-- BEGIN DATASET RECORDS --

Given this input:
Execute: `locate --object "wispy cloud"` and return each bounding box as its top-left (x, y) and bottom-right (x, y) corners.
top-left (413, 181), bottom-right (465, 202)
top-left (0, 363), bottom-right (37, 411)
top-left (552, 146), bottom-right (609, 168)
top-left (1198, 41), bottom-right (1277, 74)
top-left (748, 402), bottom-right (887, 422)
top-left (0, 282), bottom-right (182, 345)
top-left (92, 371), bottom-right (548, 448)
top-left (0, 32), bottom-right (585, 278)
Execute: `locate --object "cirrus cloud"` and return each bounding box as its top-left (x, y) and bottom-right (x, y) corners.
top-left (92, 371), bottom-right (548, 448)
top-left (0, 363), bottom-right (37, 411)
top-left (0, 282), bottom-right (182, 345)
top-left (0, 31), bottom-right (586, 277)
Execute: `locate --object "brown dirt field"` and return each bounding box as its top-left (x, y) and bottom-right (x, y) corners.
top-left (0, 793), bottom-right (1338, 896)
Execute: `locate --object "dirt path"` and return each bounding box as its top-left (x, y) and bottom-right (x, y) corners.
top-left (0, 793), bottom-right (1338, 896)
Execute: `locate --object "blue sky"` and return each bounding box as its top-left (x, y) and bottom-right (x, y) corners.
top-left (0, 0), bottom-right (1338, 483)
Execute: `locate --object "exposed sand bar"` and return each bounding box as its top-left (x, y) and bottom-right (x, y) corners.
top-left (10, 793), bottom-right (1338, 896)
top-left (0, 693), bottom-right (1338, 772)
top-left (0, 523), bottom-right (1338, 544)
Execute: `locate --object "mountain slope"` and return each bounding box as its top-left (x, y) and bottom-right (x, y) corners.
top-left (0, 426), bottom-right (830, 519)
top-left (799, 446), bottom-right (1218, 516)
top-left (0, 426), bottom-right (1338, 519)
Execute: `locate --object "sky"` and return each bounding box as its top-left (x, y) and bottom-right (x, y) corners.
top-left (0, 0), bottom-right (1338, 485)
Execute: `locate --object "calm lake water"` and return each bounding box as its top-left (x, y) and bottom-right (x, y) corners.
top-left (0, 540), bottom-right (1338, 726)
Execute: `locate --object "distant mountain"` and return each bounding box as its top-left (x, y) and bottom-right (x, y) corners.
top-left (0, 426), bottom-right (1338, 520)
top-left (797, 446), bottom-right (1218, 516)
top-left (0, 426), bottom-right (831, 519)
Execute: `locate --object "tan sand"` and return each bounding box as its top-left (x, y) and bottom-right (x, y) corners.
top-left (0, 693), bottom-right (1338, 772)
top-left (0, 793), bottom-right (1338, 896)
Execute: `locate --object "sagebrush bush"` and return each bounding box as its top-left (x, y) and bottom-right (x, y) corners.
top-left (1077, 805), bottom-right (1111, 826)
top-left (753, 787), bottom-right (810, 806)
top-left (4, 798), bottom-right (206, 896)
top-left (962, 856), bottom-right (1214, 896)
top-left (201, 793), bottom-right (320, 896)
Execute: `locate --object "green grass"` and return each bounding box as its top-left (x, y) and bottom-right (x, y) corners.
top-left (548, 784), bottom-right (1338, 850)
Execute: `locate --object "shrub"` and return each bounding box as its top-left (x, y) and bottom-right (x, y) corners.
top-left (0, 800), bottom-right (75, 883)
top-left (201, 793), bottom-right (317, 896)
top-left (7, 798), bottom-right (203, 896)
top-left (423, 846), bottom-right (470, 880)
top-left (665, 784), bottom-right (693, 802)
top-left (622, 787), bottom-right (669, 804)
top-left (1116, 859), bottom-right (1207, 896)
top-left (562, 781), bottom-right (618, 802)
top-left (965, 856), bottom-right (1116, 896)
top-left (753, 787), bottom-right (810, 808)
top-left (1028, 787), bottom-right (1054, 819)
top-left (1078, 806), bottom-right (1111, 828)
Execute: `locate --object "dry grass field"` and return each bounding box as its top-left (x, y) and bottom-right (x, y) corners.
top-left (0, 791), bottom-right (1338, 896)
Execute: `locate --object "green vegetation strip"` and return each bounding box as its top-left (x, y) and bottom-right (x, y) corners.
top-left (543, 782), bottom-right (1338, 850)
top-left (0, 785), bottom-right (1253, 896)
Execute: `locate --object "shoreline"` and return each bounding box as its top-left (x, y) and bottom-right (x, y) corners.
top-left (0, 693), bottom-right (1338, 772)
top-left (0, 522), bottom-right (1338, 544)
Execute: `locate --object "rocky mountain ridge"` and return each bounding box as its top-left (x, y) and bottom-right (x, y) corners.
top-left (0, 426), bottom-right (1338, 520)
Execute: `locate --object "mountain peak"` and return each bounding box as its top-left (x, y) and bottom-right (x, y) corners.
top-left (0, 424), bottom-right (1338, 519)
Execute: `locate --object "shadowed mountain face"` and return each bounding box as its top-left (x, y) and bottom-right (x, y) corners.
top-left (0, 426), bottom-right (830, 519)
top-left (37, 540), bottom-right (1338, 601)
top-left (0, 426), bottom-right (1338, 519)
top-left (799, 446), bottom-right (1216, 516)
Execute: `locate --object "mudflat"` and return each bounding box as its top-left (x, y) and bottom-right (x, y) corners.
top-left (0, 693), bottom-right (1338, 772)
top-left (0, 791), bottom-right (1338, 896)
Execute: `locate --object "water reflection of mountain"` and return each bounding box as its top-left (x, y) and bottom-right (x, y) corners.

-- END DATASET RECORDS --

Copy the data word for word, from its first line through the line containing "top-left (1198, 41), bottom-right (1277, 74)". Include both of those lines.

FINAL ANSWER -
Given this input:
Execute: `locate --object "wispy cloud"` and return each bounding box as its top-left (x, y) and bottom-right (x, y) corners.
top-left (413, 181), bottom-right (465, 202)
top-left (0, 363), bottom-right (37, 411)
top-left (552, 146), bottom-right (609, 168)
top-left (1198, 41), bottom-right (1277, 74)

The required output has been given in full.